Stored entries
########
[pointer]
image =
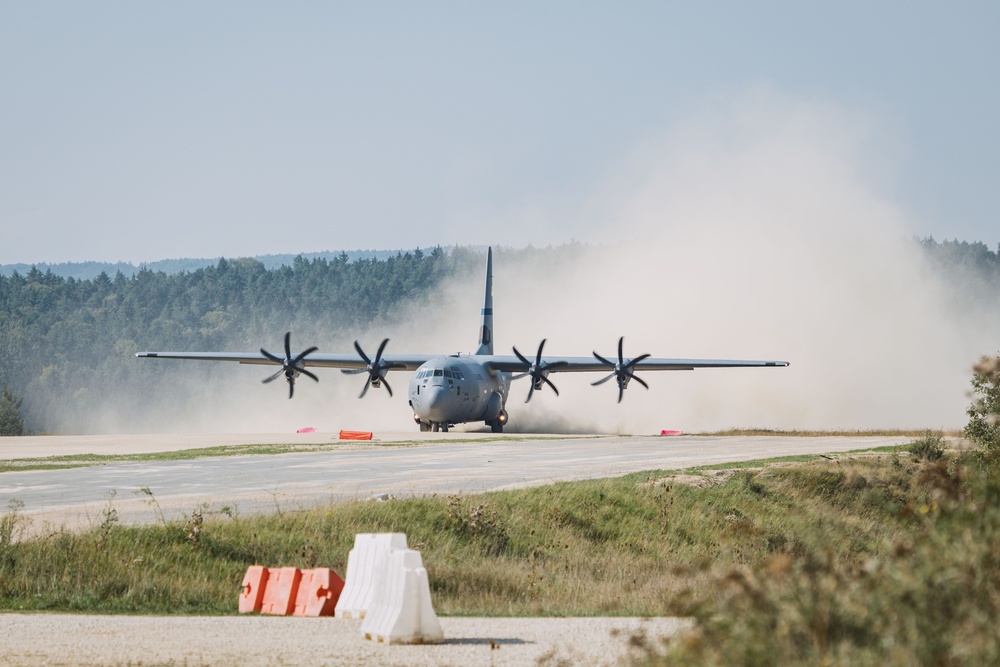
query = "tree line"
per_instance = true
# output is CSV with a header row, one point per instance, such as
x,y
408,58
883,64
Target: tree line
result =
x,y
66,344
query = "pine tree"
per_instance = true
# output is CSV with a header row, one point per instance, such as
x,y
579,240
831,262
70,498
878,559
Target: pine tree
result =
x,y
10,413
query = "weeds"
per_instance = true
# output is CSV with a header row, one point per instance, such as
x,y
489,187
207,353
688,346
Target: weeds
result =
x,y
930,447
859,560
146,491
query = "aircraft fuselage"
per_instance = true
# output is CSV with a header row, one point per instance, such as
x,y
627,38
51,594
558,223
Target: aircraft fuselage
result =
x,y
458,389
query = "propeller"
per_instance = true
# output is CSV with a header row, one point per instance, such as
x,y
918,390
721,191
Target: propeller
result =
x,y
376,368
621,370
290,367
538,370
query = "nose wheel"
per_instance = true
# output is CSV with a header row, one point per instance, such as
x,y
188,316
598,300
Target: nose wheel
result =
x,y
434,426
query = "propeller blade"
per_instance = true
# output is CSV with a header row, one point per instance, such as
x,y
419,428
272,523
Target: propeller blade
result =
x,y
273,377
604,361
275,359
603,380
381,348
538,358
302,355
290,367
362,353
636,360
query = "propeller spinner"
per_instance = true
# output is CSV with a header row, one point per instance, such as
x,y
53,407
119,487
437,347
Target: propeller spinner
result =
x,y
291,368
621,370
376,368
538,371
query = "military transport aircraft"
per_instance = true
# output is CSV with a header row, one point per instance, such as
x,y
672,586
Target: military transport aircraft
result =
x,y
456,389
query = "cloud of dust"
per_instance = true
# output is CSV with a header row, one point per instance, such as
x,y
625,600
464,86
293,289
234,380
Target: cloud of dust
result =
x,y
757,230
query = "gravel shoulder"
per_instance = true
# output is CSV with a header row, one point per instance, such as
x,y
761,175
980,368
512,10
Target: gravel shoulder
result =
x,y
33,640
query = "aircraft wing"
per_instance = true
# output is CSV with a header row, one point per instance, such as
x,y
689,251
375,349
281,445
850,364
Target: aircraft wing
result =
x,y
584,364
346,361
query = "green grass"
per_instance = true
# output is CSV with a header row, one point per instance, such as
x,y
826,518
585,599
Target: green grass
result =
x,y
888,557
89,460
846,433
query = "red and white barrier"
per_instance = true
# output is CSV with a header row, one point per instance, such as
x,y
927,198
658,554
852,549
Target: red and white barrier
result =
x,y
401,611
356,597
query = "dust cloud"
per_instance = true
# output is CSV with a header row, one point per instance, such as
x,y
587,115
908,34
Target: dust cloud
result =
x,y
762,228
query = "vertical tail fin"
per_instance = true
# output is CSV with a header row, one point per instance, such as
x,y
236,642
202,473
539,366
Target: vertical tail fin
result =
x,y
486,331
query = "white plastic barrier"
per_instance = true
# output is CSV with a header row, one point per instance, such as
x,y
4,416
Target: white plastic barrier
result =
x,y
356,598
401,610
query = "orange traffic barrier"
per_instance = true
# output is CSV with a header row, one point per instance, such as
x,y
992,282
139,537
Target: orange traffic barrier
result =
x,y
319,592
289,591
279,594
254,582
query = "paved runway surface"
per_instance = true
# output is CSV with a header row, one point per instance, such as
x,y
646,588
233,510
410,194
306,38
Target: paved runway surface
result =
x,y
452,463
456,462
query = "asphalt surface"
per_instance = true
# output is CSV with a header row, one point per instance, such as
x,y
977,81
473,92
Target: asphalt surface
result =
x,y
397,465
391,465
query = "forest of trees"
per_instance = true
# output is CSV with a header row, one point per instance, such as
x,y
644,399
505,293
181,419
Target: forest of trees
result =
x,y
67,343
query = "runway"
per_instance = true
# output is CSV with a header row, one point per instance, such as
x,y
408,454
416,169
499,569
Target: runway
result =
x,y
397,465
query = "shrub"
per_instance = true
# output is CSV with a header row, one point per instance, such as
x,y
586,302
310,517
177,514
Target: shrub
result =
x,y
10,413
984,412
928,448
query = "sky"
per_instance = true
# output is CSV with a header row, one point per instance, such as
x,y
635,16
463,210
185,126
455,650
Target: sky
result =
x,y
144,131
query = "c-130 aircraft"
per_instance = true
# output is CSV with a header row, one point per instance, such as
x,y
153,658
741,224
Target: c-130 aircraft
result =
x,y
456,389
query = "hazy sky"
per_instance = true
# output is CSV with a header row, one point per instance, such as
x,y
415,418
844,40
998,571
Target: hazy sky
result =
x,y
142,131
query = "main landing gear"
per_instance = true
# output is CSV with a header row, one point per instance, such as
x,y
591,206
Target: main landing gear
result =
x,y
496,425
434,426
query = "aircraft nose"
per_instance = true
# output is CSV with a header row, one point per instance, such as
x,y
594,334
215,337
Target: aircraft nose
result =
x,y
436,401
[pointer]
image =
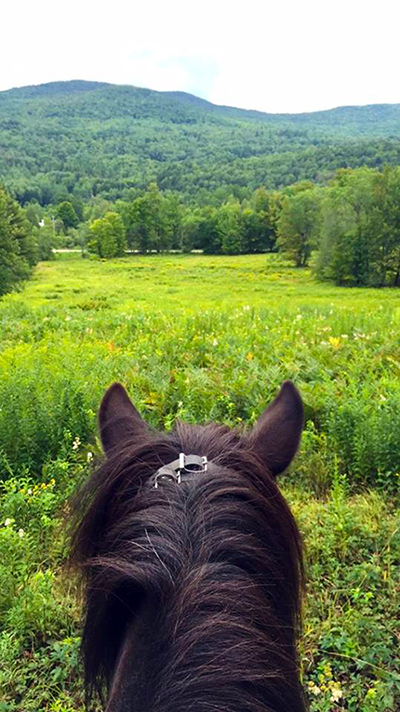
########
-- Task instructions --
Display every line in the rows above that contains the string "cloud". Case counts, so a line matches only if the letters match in case too.

-- Exercise result --
query = "cloud of dust"
Target: cloud of dust
query = "dust cloud"
Target: dust cloud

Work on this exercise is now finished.